[Source data]
________________

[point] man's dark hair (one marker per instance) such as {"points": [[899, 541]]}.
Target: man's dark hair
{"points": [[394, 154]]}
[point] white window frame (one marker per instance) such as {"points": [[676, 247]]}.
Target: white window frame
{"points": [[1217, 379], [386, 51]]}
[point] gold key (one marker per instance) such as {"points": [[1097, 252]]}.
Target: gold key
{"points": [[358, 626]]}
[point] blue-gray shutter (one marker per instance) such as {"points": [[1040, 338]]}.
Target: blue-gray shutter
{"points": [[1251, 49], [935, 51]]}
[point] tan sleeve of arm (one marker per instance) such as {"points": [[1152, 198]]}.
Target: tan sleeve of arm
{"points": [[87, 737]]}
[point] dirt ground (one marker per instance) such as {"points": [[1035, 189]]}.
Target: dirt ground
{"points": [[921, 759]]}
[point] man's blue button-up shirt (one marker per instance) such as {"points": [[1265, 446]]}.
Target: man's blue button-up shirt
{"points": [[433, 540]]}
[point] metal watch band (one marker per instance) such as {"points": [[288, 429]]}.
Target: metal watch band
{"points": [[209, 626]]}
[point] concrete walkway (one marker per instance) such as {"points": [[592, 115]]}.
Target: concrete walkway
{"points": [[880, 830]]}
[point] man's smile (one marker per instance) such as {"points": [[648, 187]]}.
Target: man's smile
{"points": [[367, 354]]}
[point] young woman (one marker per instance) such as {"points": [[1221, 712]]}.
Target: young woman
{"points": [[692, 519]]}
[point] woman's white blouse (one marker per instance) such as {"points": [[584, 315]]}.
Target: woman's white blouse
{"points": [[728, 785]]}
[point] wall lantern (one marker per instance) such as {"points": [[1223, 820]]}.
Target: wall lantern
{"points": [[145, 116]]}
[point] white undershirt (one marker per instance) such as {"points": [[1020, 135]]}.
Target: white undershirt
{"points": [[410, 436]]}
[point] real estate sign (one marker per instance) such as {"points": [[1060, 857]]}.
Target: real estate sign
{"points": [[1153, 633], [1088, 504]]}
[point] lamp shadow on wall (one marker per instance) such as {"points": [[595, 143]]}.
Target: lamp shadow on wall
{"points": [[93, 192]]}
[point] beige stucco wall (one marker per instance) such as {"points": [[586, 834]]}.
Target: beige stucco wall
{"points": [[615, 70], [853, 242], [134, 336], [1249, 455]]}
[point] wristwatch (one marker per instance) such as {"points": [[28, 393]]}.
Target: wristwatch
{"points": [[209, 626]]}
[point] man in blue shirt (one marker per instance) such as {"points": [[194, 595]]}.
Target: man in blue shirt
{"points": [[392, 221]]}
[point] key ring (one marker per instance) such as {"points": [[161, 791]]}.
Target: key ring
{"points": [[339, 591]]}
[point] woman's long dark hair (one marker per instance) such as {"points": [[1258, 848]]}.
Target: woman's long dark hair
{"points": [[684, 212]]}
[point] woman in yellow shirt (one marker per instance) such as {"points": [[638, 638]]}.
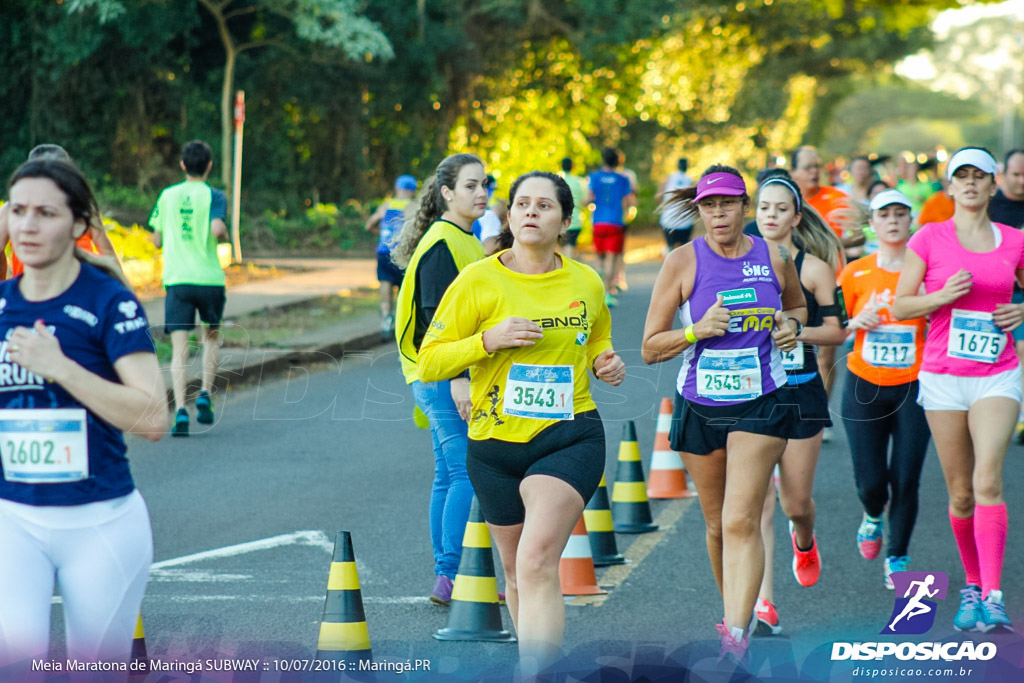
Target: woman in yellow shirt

________________

- _Exercise requirements_
Pictures do not go in the copy. Write out exactly the lines from the line containing "[point] man in" through the last line of the listing.

- _Solution for this problem_
[point] man in blue shirt (one marker per instance) such as {"points": [[194, 595]]}.
Target: man in blue shirt
{"points": [[392, 221]]}
[point] key ring (one marker per instance) such as {"points": [[161, 791]]}.
Target: key ring
{"points": [[339, 591]]}
[point] woman's long dark hair (one marker per instance) such as {"points": [[1258, 848]]}.
Target: woman's long dark hair
{"points": [[684, 212]]}
[point] woman in yellow shirt (one marker per instance) such as {"points": [[638, 638]]}.
Target: woman in yellow shirt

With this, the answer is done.